▶ _WORK TO COMPLETE_:
1. In the debug story on Cosmos SDK builds, rewrite the paragraph beginning "Ok… so… my local node" as a short bulleted list that keeps its main facts.
2. Continue the debug story on Cosmos SDK builds from the end of its last paragraph.

▶ _SOURCE DOCUMENT_:

Debug stories 1: darwin-arm64 Cosmos SDK builds are not compatible with other archs

Mac M1 builds are 99.9% compatible; not enough for consensus lol

2022-04-23

TL;DR Pointer addresses look different on different architechtures, so when converted to hex, they have different lengths. This difference in length causes a difference in gas usage, which is used to produce a hash.

At Umee we were experiencing a memory leak in our testnet validator nodes, so to me the best way forward was to run a node locally on my Macbook Pro M1, run pprof, add a bunch of log statements and go from there. Easy right?

So I did all the node sync dance: downloaded the latest binary, the genesis.json and got the node list for my persistent peers setting. Started the node with umeed start and off we go! But…

1Failed to process committed block (1005:4FB45CC400ADE7B6F640EBE90C51C5EB58C0161D65C9F0B56771914C2F2E6A7D):
2wrong Block.Header.LastResultsHash.  Expected 520376AE1EC01E88011892D398C88ADA48EB941F6DC975DCA45125C4398A8D44,
3got E30709AEEC492763438DA9DB0F64E9C69EFDAF237AE10778FFA4C03009347904

Ok… so… my local node doesn’t agree with the chain? Maybe it’s just a momentary issue, you know, “turn it off and turn it on again”. I unsafe-reset-all and restart the binary; but again, the same issue arises. At this point I just went ahead to a Linux ARM server that I have running with pretty much the same tooling I use locally and do all the same steps once more. This time it works!

▶ _RECORDS_:
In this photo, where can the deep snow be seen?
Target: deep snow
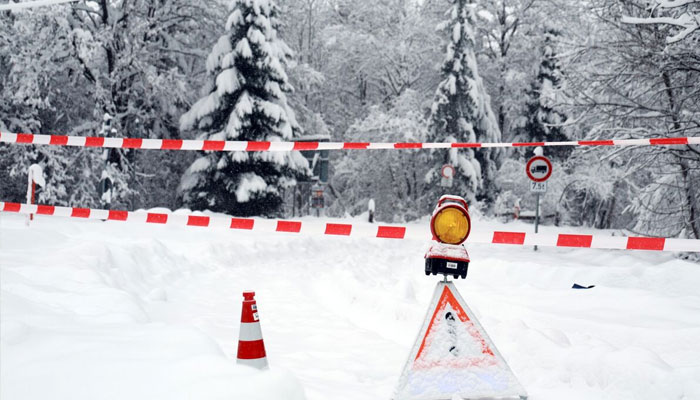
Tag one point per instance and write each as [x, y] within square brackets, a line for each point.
[106, 310]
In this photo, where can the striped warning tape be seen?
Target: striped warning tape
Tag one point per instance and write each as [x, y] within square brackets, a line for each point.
[227, 145]
[358, 229]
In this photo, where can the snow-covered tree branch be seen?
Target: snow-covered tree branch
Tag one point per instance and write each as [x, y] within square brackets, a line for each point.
[684, 16]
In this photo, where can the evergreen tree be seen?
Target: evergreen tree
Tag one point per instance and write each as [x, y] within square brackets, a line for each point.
[245, 100]
[544, 120]
[461, 112]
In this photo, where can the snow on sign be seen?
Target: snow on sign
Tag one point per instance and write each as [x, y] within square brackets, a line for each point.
[447, 171]
[538, 169]
[454, 358]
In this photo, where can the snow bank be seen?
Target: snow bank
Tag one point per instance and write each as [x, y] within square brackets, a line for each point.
[76, 323]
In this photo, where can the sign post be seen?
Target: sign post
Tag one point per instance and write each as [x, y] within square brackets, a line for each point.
[538, 169]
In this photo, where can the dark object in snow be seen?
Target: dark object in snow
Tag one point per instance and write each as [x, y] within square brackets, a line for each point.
[447, 259]
[577, 286]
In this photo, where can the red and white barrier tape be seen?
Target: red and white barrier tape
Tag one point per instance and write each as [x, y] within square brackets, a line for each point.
[227, 145]
[358, 229]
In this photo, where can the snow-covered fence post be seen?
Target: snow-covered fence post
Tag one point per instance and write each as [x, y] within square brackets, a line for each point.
[105, 186]
[35, 176]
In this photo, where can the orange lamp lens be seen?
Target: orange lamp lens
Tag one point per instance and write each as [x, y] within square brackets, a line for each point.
[451, 226]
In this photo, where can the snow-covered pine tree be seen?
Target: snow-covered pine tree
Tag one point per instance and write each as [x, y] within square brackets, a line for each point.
[461, 112]
[543, 119]
[245, 100]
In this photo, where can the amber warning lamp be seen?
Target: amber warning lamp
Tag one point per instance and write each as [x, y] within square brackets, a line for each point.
[450, 225]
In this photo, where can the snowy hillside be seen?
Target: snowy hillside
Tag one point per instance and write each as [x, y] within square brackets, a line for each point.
[104, 310]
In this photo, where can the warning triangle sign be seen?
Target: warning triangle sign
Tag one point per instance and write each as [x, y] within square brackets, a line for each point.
[453, 357]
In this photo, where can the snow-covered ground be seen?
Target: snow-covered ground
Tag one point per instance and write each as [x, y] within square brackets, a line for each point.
[107, 310]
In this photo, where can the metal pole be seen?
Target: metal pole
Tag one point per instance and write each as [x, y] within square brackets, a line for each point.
[537, 215]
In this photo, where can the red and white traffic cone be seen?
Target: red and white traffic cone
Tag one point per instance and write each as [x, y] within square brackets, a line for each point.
[251, 348]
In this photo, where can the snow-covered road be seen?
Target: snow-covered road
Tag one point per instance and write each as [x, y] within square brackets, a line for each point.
[93, 310]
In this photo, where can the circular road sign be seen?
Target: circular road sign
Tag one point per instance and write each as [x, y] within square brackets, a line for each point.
[538, 168]
[447, 171]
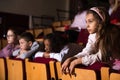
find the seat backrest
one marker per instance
(53, 72)
(36, 71)
(15, 69)
(80, 74)
(3, 74)
(83, 36)
(115, 76)
(104, 73)
(66, 22)
(59, 72)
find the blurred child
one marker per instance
(12, 39)
(28, 46)
(56, 46)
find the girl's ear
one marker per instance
(30, 43)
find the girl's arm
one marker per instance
(89, 49)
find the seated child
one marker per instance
(28, 46)
(12, 40)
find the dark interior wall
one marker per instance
(33, 7)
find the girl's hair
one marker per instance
(27, 36)
(106, 39)
(57, 41)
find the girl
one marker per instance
(12, 39)
(56, 46)
(28, 46)
(101, 40)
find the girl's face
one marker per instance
(92, 23)
(24, 45)
(10, 36)
(47, 45)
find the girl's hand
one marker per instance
(46, 55)
(73, 64)
(66, 64)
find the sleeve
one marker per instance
(90, 59)
(33, 49)
(6, 51)
(39, 54)
(15, 53)
(89, 49)
(59, 56)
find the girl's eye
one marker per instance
(90, 21)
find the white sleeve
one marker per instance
(89, 49)
(16, 52)
(39, 54)
(90, 59)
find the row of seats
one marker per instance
(56, 26)
(47, 69)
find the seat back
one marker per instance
(56, 24)
(37, 32)
(83, 36)
(59, 72)
(47, 31)
(80, 74)
(104, 73)
(3, 74)
(115, 76)
(36, 71)
(15, 69)
(53, 72)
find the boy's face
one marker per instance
(24, 45)
(92, 23)
(47, 45)
(10, 37)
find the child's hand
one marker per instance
(46, 55)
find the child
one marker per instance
(12, 39)
(56, 46)
(28, 46)
(101, 40)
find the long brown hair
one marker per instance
(105, 37)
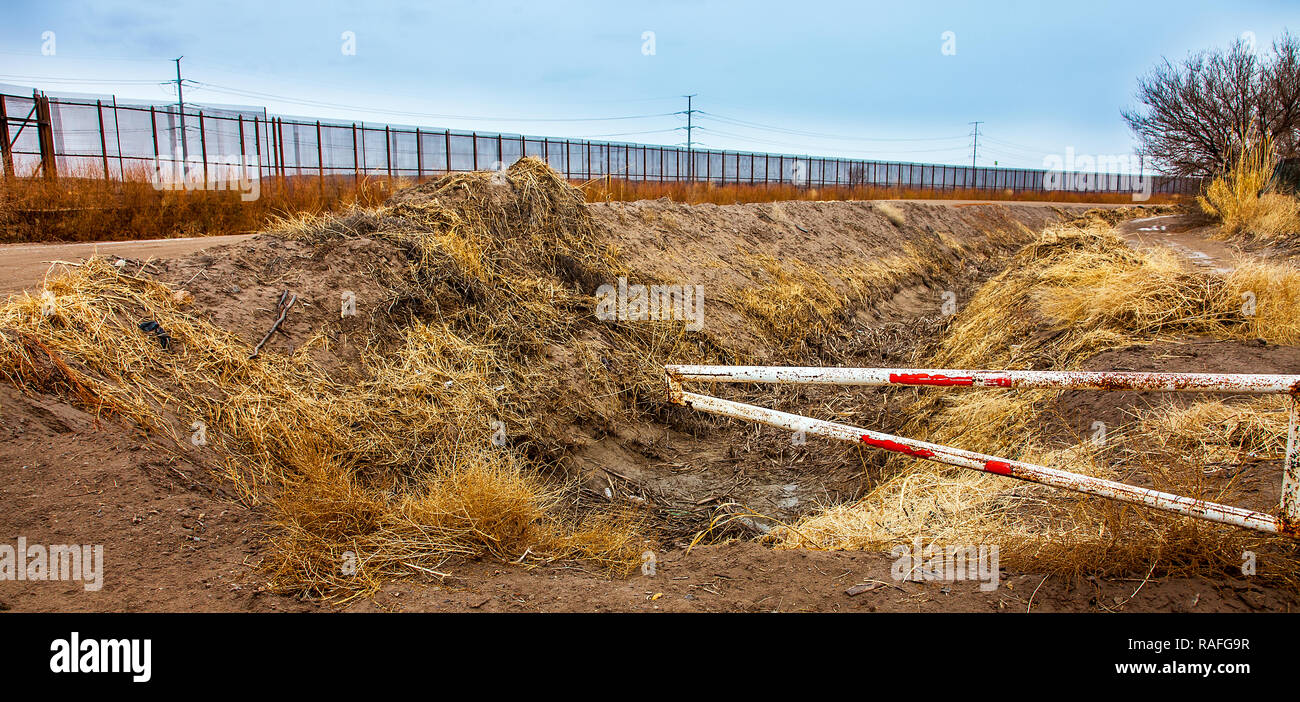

▶ _RESPONSE LIST_:
1.
- The local node did not agree with the chain.
- Treating it as a possible momentary issue, the author ran unsafe-reset-all and restarted the binary, but the same issue came back.
- The author then repeated all the same steps on a Linux ARM server running nearly the same tooling.
- On that server, it worked.

2.
But why would it work in a machine and not in another? The binary’s source code was the same, the build process was the same, the only difference was the machine it was being run on. When a hash doesn’t match you know for sure that there’s some part of the data being hashed that doesn’t match. This could meant that the entire data being hashed is different or that a single byte is different.

So yeah, I “nerd sniped ” myself, left whatever I was doing and got to work on this. Finding indeterminism in a system that’s meant to be absolutely deterministic? That sounds too much fun to ignore.

Gathering data

First step was identifying the block that this was happening at. Easy, just look at the error message: Failed to process committed block (1005:4FB.... So this happened while processing the 1005th block. I went to check the block contents using a known node RPC (http://.../block?height=1005) and it was clear that Block.Header.LastResultsHash was different (no news here, just what the error message said :P).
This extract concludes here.